> _To do_
Below are some entries. Output each one exactly as it appears.

* start Input *

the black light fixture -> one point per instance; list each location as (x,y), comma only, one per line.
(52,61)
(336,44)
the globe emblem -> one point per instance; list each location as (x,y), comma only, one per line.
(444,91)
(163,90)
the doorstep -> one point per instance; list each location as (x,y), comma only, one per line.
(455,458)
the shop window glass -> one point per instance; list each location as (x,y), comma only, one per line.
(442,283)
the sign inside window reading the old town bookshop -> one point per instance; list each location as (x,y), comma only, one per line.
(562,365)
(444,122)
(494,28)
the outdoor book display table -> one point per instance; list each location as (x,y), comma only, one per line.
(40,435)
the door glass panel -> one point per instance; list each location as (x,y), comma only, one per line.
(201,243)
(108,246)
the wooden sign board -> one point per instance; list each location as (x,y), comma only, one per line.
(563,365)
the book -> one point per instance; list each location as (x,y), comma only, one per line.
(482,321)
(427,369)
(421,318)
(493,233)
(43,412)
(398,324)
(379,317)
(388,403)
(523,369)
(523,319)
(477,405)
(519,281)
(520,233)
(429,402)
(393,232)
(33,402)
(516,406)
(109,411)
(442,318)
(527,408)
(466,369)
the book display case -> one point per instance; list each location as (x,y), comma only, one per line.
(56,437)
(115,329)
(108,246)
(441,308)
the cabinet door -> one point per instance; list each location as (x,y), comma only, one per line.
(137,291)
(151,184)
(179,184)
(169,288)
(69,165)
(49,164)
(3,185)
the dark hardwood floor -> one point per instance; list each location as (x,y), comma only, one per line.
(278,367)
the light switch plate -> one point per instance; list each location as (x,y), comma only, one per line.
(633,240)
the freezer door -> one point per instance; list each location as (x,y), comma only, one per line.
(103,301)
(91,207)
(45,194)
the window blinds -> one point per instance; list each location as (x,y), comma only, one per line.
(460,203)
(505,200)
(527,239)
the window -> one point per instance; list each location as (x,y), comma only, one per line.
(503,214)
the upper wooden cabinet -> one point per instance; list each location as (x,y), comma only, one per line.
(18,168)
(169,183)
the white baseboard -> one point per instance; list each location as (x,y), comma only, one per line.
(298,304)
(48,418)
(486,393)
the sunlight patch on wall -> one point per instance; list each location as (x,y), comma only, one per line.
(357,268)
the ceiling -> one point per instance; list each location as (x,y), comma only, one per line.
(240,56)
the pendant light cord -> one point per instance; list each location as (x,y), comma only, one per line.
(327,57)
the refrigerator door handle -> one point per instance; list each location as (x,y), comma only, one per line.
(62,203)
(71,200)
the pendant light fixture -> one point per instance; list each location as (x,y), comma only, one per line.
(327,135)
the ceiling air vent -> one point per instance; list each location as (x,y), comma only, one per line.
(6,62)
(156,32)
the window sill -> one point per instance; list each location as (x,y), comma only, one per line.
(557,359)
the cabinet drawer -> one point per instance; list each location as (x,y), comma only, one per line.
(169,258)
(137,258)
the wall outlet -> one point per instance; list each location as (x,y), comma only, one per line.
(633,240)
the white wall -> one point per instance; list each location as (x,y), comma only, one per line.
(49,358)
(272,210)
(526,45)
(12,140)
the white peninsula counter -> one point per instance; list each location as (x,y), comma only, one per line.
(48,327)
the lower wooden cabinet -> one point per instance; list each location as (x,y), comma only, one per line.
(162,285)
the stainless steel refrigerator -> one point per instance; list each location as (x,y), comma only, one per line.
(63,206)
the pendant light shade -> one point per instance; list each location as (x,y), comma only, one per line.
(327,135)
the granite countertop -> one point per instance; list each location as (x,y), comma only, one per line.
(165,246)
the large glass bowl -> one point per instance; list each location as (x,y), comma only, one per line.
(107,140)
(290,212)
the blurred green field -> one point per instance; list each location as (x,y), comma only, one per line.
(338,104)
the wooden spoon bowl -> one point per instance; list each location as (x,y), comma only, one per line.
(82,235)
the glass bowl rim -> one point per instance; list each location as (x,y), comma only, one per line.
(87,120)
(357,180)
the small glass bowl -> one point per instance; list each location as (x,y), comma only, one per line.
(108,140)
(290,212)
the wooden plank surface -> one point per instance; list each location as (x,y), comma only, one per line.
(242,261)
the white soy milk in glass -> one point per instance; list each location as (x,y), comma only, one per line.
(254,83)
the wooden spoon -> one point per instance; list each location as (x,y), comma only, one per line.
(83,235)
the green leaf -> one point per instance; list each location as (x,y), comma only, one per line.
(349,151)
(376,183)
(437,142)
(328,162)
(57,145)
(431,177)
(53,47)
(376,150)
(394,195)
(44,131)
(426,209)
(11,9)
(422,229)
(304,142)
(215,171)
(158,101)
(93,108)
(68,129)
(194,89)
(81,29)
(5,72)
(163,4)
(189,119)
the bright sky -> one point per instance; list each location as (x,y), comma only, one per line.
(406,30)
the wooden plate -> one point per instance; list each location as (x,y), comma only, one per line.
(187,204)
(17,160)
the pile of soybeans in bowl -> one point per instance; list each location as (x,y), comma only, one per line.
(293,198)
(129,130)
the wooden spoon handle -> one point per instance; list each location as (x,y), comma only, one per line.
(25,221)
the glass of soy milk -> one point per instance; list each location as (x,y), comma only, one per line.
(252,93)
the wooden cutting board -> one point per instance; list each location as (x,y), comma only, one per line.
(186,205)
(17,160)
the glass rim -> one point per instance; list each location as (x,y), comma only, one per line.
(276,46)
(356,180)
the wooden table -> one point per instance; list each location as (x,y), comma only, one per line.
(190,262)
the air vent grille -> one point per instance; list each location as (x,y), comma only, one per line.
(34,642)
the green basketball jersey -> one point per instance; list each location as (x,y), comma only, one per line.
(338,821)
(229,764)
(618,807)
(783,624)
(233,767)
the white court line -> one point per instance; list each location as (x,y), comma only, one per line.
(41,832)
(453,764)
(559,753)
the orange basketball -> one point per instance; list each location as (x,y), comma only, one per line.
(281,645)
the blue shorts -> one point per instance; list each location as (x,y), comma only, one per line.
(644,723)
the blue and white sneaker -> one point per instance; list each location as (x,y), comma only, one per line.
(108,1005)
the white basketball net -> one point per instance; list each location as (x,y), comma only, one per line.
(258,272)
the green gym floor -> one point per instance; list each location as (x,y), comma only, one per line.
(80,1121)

* end Input *

> _Answer for this exercise_
the black light fixture -> one point per instance; list each location as (x,y), comma only, one per line.
(52,61)
(336,44)
the globe emblem -> one point per instance; list each location as (x,y), comma only, one per line.
(444,91)
(163,90)
the doorstep -> one point per instance; list each location as (x,y), comma only, one per line.
(455,458)
the shop window glass -> one point per instance; list each location as (x,y), comma only, one per line.
(442,283)
the sign inside window reading the old town bookshop -> one point per instance; list each location as (x,y), comma only, one per line.
(562,365)
(444,122)
(494,28)
the outdoor book display table -> one point per instance; list each location as (x,y), comma only, one per line.
(40,435)
the door glass panel -> one point per instance; list each location as (x,y), comma only, one per line.
(201,243)
(108,246)
the wooden sign board -> one point per instance; list each location as (x,y), comma only, one per line.
(563,365)
the book -> one point per instance; list each location as (x,y), comma only, one per line.
(482,321)
(427,369)
(421,318)
(493,233)
(43,412)
(398,324)
(379,317)
(388,403)
(523,369)
(523,319)
(477,405)
(519,281)
(520,233)
(429,402)
(393,232)
(33,402)
(516,406)
(109,411)
(442,318)
(527,408)
(466,369)
the book display case -> one point per instance; list each location as (x,y), comma only, one per line.
(56,437)
(115,329)
(108,246)
(441,308)
the cabinet door -> one point per instance; list each location as (x,y), comma only, one per line.
(137,291)
(151,184)
(179,184)
(169,288)
(69,165)
(49,164)
(3,185)
the dark hardwood floor -> one point per instance; list each location as (x,y), comma only, one per line.
(278,367)
the light switch plate -> one point per instance; list each location as (x,y), comma only, one per line.
(633,240)
the freezer door -> one point per instance; list each location as (x,y), comma only, one per line.
(103,301)
(91,207)
(45,194)
the window blinds -> one point per instance; list each location as (x,y), comma only, one per line.
(460,203)
(505,200)
(527,239)
the window -> one point per instance; list each location as (x,y), comma only, one per line.
(503,214)
the upper wooden cabinet -> one point per instance; list each location as (x,y), comma only, one per line.
(18,168)
(169,183)
the white baseboard -> one point per instance; list each location as (x,y), comma only, one per line.
(298,304)
(48,418)
(486,393)
the sunlight patch on wall -> one point per instance; list each location as (x,y), comma only, one per line.
(357,268)
the ceiling -> one point per instance; list each location as (x,y), comma only, one per line.
(240,56)
the pendant light cord -> one point per instance; list each location as (x,y), comma only, one per line.
(327,57)
the refrigerator door handle -> one point per instance; list each location as (x,y), comma only, one per line.
(62,203)
(71,200)
the pendant light fixture -> one point per instance; list each location as (x,y), comma only, one per line.
(327,135)
the ceiling air vent -> one point per instance; list each location as (x,y), comma only, one per line.
(6,62)
(156,32)
the window sill -> one point per instance; list each location as (x,y), comma only, one per line.
(557,359)
the cabinet drawer -> one point per instance; list each location as (x,y), comma only, one per line.
(169,258)
(137,258)
the wall outlet -> one point per instance; list each location as (x,y), comma only, one per line.
(633,240)
the white wall -> one point per instance; list each location as (x,y), comma only, one per line.
(49,358)
(272,210)
(526,45)
(12,140)
the white peninsula counter -> one point per instance; list each location as (x,y), comma only, one per line.
(48,327)
the lower wooden cabinet -> one point per instance; list each location as (x,y), comma only, one per line.
(162,285)
the stainless steel refrigerator -> one point per instance; list each location as (x,y), comma only, one per line.
(63,206)
the pendant light shade -> one point per instance; list each location as (x,y), comma only, one per line.
(327,135)
the granite countertop -> one point per instance; list each location as (x,y), comma only, one per line.
(165,246)
the large glass bowl -> one point per instance; list each location as (x,y), comma only, one per line.
(107,140)
(290,212)
the blurred green field -> one point per instance; list each location as (x,y), comma only, one per line.
(338,104)
the wooden spoon bowl -> one point per instance; list each location as (x,y), comma only, one per line.
(82,235)
the glass bowl rim -> one point per instance; list each location as (x,y), comma only, one per line.
(87,120)
(357,180)
the small glass bowl -> one point per instance; list each location as (x,y), comma only, one per line.
(108,140)
(290,212)
the wooden plank surface -> one point per instance; list each location as (x,y), comma only, one per line.
(242,261)
the white soy milk in glass -> one point per instance; list each location as (x,y), comma only, one per line.
(254,83)
the wooden spoon -> one point per instance; list each location as (x,y), comma only, one per line.
(83,235)
the green leaf -> one point per instance; list each location as (x,y), comma only, one per line.
(349,151)
(376,183)
(437,142)
(328,162)
(57,145)
(431,177)
(53,47)
(376,150)
(394,195)
(44,131)
(426,209)
(11,9)
(422,229)
(304,142)
(215,171)
(158,101)
(93,108)
(68,129)
(194,89)
(81,29)
(5,72)
(163,4)
(189,119)
the bright sky -> one point per instance; list each location as (x,y), comma only, one per line.
(406,30)
the wooden plate -> one point per instance; list each location as (x,y), comma only, one per line.
(187,204)
(17,160)
the pile of soybeans in bowl -> one point per instance; list each location as (x,y), comma only, one per line.
(293,198)
(129,130)
the wooden spoon handle -> one point per instance; list each location as (x,y), comma only, one per line.
(25,221)
the glass of soy milk -> one point per instance; list each location as (x,y), comma only, one per line.
(252,93)
the wooden cutting board -> one point per instance; list each location as (x,y), comma only, one per line.
(186,205)
(17,160)
the glass rim -> one point per instance; list each location as (x,y), comma only, one per line.
(276,46)
(356,180)
the wooden table -> one point per instance; list each location as (x,y), comma only, one per line.
(190,262)
the air vent grille -> one point per instance; list each location as (x,y), comma only, one per line.
(34,642)
the green basketball jersey -> one point per instance; list each location as (x,y), comma only, one per line.
(338,821)
(229,764)
(618,807)
(783,624)
(233,767)
the white court line -> one point per instance; list each location as (x,y), comma only, one per line.
(41,832)
(453,764)
(559,753)
the orange basketball -> one point per instance; list each location as (x,y), comma only, one per line.
(281,645)
the blue shorts -> one point per instance; list each location as (x,y), comma only, one per line.
(644,723)
the blue and white sneaker -> one point per instance; list each location as (x,y), comma only, one per line.
(108,1005)
the white basketball net -> one point per instance; list each location as (x,y), comma only, one per line.
(258,272)
the green gym floor -> one point per instance; list each location as (x,y), comma only, one per line.
(80,1121)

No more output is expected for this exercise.